◆ Task instructions ◆
Copy the entries below exactly; any picture among them should be left out.
── Data excerpts ──
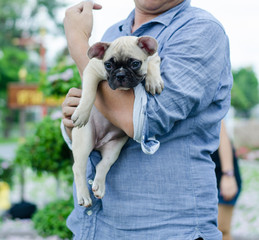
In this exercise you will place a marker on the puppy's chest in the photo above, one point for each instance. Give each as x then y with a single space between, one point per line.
103 130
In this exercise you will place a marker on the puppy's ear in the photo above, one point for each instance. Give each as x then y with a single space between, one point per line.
98 50
147 44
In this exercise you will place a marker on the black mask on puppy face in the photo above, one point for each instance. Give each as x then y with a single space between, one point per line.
124 73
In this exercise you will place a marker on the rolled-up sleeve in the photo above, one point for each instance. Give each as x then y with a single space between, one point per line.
195 67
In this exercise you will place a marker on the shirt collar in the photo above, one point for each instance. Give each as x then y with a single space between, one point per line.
164 19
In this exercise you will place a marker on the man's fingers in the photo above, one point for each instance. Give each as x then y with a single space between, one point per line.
97 6
68 111
68 123
74 92
72 101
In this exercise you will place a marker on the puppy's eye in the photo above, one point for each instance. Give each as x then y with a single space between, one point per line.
108 66
135 64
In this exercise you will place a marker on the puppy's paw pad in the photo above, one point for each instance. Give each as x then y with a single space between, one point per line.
80 118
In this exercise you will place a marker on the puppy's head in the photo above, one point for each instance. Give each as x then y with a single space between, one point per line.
125 59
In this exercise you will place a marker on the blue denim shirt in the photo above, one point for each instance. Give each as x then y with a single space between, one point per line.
170 194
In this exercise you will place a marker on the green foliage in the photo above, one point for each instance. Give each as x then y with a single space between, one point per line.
60 79
245 92
46 151
6 171
51 220
10 13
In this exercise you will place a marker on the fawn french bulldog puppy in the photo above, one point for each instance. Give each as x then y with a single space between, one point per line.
124 63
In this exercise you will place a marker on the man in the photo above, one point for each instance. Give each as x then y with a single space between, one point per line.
170 194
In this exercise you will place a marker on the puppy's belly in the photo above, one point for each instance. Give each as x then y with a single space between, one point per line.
104 130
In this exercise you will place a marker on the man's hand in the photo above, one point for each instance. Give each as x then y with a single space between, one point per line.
228 187
68 107
78 25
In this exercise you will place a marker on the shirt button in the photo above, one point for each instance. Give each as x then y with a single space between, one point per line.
89 213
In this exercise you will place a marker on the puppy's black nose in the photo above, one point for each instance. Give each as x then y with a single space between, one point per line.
120 76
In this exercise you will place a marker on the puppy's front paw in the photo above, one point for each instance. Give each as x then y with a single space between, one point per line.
84 199
80 117
98 188
154 85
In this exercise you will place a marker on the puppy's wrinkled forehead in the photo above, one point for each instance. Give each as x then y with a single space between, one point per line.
123 49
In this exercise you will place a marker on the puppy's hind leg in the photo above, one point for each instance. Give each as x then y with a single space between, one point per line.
82 145
110 153
93 74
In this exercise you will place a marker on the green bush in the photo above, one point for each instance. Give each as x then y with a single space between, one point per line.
46 151
60 79
245 94
51 220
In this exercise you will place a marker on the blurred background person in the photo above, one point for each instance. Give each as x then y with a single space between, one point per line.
228 181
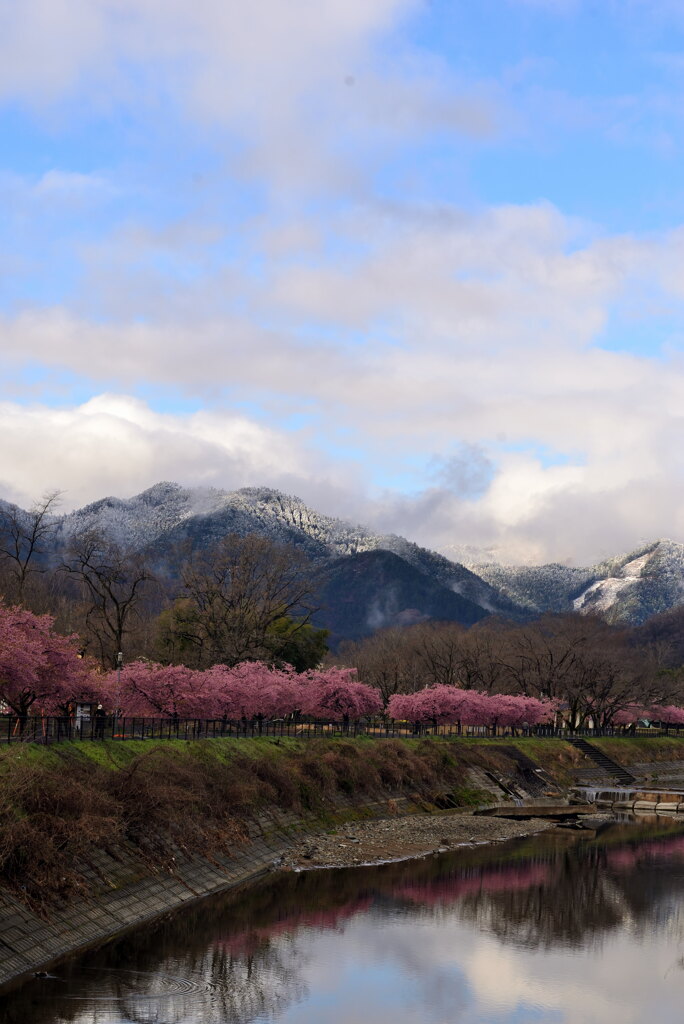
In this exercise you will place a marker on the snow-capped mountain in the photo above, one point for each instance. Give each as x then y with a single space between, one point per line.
629 588
165 514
───
◆ Response to the task ◆
In this exercise you will place a marker on the puppy's chest in the photo above, one point for each instance. Give each as x then y with a single space between, one point per line.
103 130
In this exercise you will place a marker on the puppy's ear in the photo above, one point for each instance. Give each as x then y with a single space between, one point per line.
98 50
147 44
In this exercise you will place a marker on the black mask on puppy face in the photo above, one point for each instance. Give each as x then y with a single space between, one point per line.
124 73
In this exercise you will place a marker on the rolled-up sleeve in the photo above, one point for each instance. Give each as x then y with a single space between, one point per line.
195 67
In this exercise you will place a marker on the shirt collar in the photo above, one point for each instance. Give each as x then y with a single space between, one point per line.
164 19
In this exercise you will place a marker on the man's fingers in the photo above, one point for each instance. Give each as x then y with a single space between, one point per line.
97 6
68 111
68 123
74 92
72 101
In this exercise you will place a marker on the puppy's eye in the photo above, one point for each instance. Give each as x then y with a single space between, one point per line.
108 66
135 64
In this exercise you will place a marker on the puppy's paw pad in the photo above, one point for each instance. Give each as x then y with a single space between, one point per line.
80 118
In this exercise you will place a marker on the puppy's head in the photo above, one point for each instance. Give each as x then y with a single space between, one point per line.
125 59
In this exercise you will place a marker on the blue denim shirt in the photo above, one point for each instance. Give each as x then y with a single space between, one point per line.
170 194
In this exercise you will place a marker on the green foliage in the photo above, one point for each instance. Give each as x then y with a single space between, one point per line.
60 79
245 92
46 151
6 171
51 220
10 13
In this exercise you will place a marker on the fawn french bulldog puppy in the photo above, one point for each instance. Give each as x then y with a single space between, one point per line.
124 63
In this exercise you will place a marker on the man in the photo above, one point for each instance. Give each as x then y with a single space between, one point per line.
170 194
In this exercise you will place a marker on the puppy's belly in the photo above, one point for each instance. Give each as x then y with a single space between, one point per line.
104 130
In this exercise you will place a marker on the man's hand in the photo above, one point for each instance. Give each as x then y with a single space between, one point per line.
228 187
68 107
78 25
In this exercise you will place a marker on the shirt button in the photo above, one point for each instance. Give each as x then y with a single space between, one point per line.
89 213
In this exercise you will place a marker on the puppy's black nose in the photo above, one point for each instance. Give each as x then y with a single space between, one point per line.
120 76
In this exercise you will place a marker on the puppy's front paw in the photo above, one point for each instance. Give each as x then y with a single space between, one point per line.
84 199
80 117
98 188
154 85
In this exercise you will place a marker on the puppy's wrinkled forehead in the photo above, one point for each instance. Give each as x then y with a single space between, one point per line.
123 49
In this exercise you will place a marker on the puppy's hind leg in the photo above, one point for each instance. Give each as x then y with a single space between, one point per line.
82 145
110 153
93 74
In this exercise you will place a marker on the green bush in the photo above, one point for each instance. Give each as x then y with a single space between, one point per line.
46 151
60 79
245 94
51 220
In this exercise you will place a marker on the blurred background person in the photo above, one point for each instance. Give each as x then y with a single space between, one point per line.
228 181
In this exercise you will place a marker on the snow-capped mountain in the photo above, one point for each instance. Give each as x then y with a single space between, one point per line.
629 588
165 514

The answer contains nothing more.